§ Work instruction 1: Transcribe the passage from the essay on Burke's Tracts starting at "a. Enlightenment ideas" and ending at "the Penal Laws.".
§ Work instruction 2: In the essay on Burke's Tracts, which part of Ireland's population is said to suffer from the Penal Laws?

§ Excerpted text:

# # # # # # #

In the Tracts, we find some of Burke’s earliest political assumptions which are not straightforward conservative, yet not straightforward liberal either. Eagleton’s thesis that “Modern-day conservatives […], should think twice before they light their candles at the shrine of Edmund Burke” (Eagleton 1997, 33) is an interesting questioning of Burke’s contemporary legacy and tribute to his ambivalence, but a comparison between Modern and 18th-century conservative standpoints is an almost impossible analytical undertaking because of the transformation of the historical context, which indirectly also might be Eagleton’s point. Yet I will try to distill the discourses of the different political and philosophical tendencies in his early thinking and compare them to the discourse of conservatism understood as a set of general ideas. I will narrow down conservatism into consisting of three philosophical discourses: a) As a discourse conservatism is associated with an ideology that is a counter-reaction to the universal ideas of the Enlightenment (Aughey 1992, 41, 58) and as a discourse antithetical to the key-concepts of the Enlightenment as for example natural rights, consent of the people, and the social contract-principle. In other words, conservatism is the political support of “monarchy and church” (Aughey 1992, 41, 58). b) In general, conservatism is associated with a political discourse that emphasizes law and order. Traditional institutions and practices are the foundations of society rather than the radicalism of revolution (Aughey 1992, 13). Reforms in society should preserve rather than destroy. Justice is fulfilled when law and order are maintained in accordance with the traditions of institutions. In addition, conservatism is the belief in an organic development of society and institutions through history and a belief in natural rights only if they are given by God or founded through institutional tradition (Aughey 1992, 35). c) Finally, conservatism is traditionally an ‘ideology’ arguing for property rights for the individual through tradition or inheritance (Aughey 1992, 55). In the following, I will analyze how these three discourses are displayed in Burke’s Tracts on the Popery Laws and judge if they become hegemonic.

a. Enlightenment ideas
In his Tracts, Burke is clearly influenced by the liberal ideas of the Enlightenment. He believes in reason, improvement, freedom of religion, and social reforms for the general population in Ireland. Burke’s argument is that law should always consider the happiness of the multitude. The duty of the legislators is to make laws that benefit the majority of the population, Burke states in pre-utilitarian sense. Laws are oppressive if they are not for the greatest happiness for the greatest amount of people, which is not the case in Ireland where the Catholic population suffers from the Penal Laws.
“Now as a law directed against the mass of the nation has not the nature of a reasonable institution, so neither has it the authority: for in all forms of government the people is the true legislator” (Tracts 2002, 62).

The underlying political principle in Burke’s argumentation seems to be the Enlightenment philosophy of the ‘consent of the people’ by Thomas Hobbes (1588-1679) and especially John Locke (1632-1704). Hobbes’ and mainly Locke’s idea of consent entitled the rulers to rule under certain specific conditions given by the people. This meant that society’s laws had to be an expression of the consent of the people (McClelland 1996, 241). The Tracts seem to unfold the idea that every individual in society has natural rights or natural liberty which in turn made it possible for the individual or the people to consent by free will to the rulers of the state or to laws. The underlying discourse in Burke’s Tracts is that the “government of the people are the true legislators,” and laws and institutions in society should be designed on the grounds of consent of the people. Furthermore, Burke also argues for the existence of natural rights in his rejection of the Penal Laws:

“Everybody is satisfied that a conservation and secure enjoyment of our natural rights is the great and ultimate purpose of civil society, and that therefore all forms whatsoever of government are only good as they are subservient to that purpose to which they are entirely subordinate liberty” (Tracts 2002, 73).

# # # # # # #

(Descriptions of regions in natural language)
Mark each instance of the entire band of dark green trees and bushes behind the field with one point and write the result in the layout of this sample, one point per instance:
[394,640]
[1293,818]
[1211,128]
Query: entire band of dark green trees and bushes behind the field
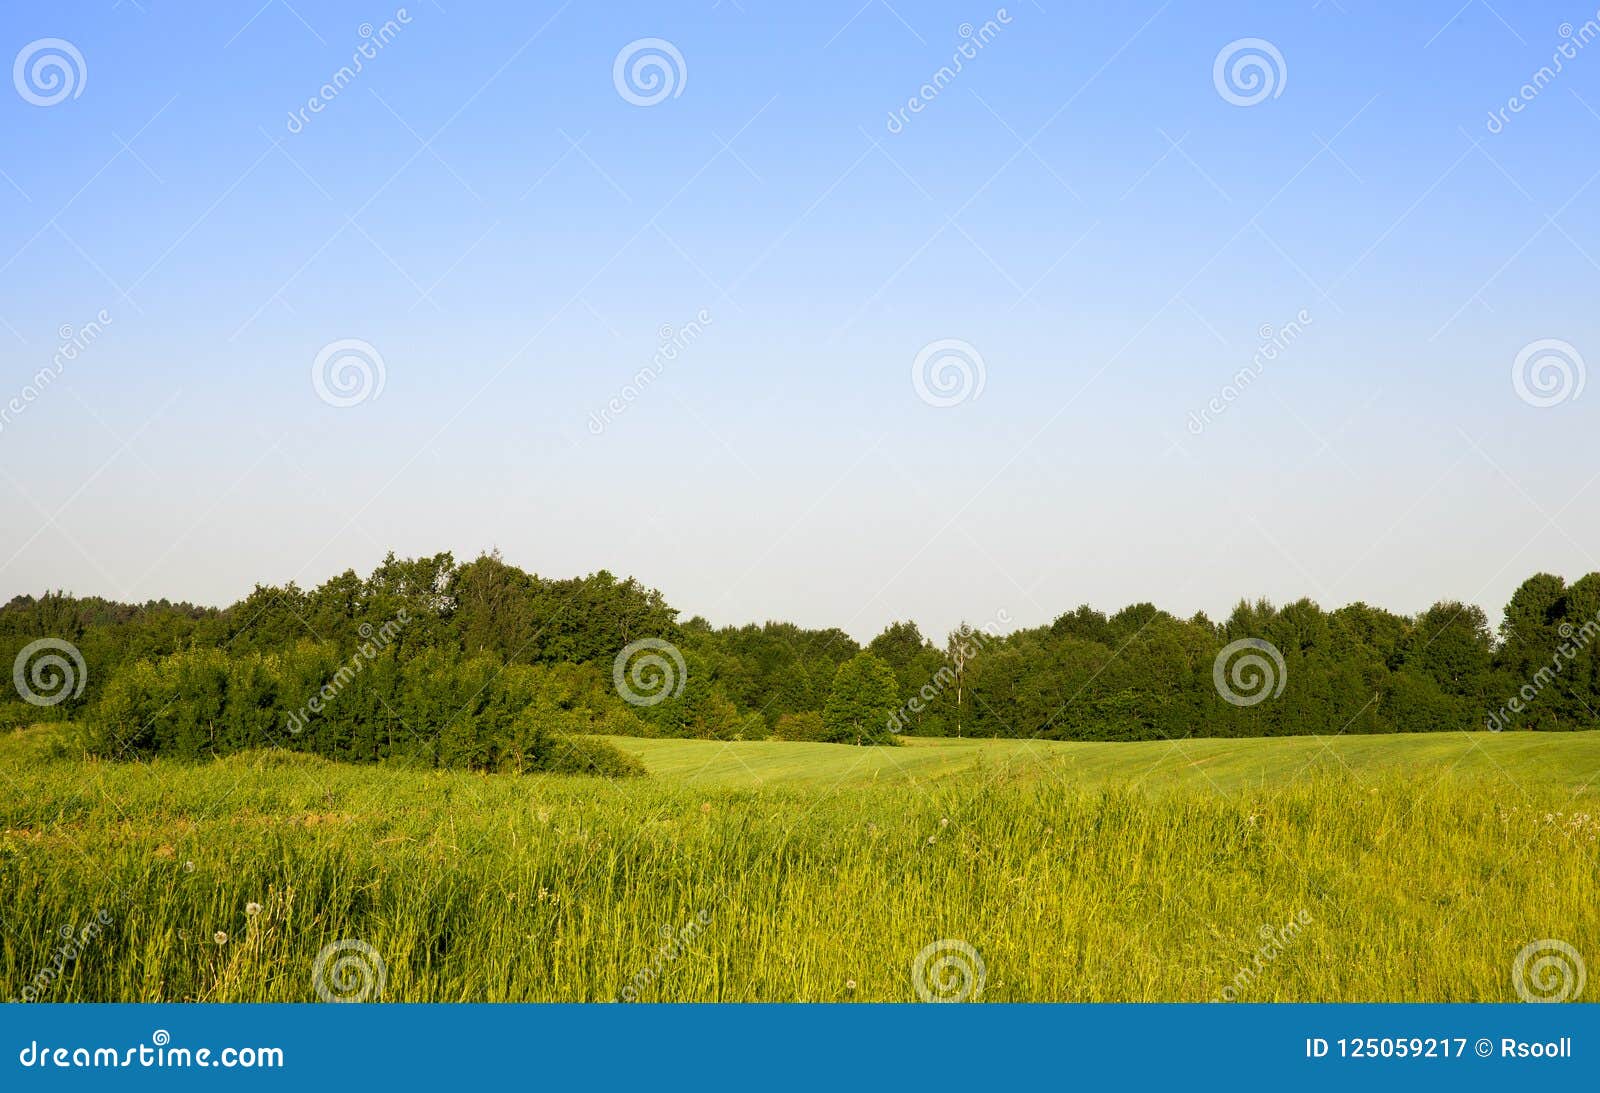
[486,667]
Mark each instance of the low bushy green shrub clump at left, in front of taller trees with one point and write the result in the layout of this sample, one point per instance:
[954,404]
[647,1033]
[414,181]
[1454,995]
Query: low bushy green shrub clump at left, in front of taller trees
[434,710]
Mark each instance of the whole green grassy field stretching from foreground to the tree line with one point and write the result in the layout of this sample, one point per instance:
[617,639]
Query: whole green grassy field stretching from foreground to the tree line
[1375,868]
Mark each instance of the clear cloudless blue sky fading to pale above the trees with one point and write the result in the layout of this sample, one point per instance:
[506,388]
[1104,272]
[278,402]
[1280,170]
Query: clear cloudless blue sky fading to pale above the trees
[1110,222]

# # # # # # #

§ Task response 1:
a. Enlightenment ideas
In his Tracts, Burke is clearly influenced by the liberal ideas of the Enlightenment. He believes in reason, improvement, freedom of religion, and social reforms for the general population in Ireland. Burke’s argument is that law should always consider the happiness of the multitude. The duty of the legislators is to make laws that benefit the majority of the population, Burke states in pre-utilitarian sense. Laws are oppressive if they are not for the greatest happiness for the greatest amount of people, which is not the case in Ireland where the Catholic population suffers from the Penal Laws.

§ Task response 2: The Catholic population.